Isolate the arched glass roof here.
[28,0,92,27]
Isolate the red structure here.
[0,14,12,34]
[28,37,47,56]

---

What the exercise asks => Copy all of the entries above word for word, with every line unchanged.

The solution =>
Isolate the arched glass roof here.
[28,0,92,27]
Isolate the red structure here.
[0,14,12,34]
[28,37,47,56]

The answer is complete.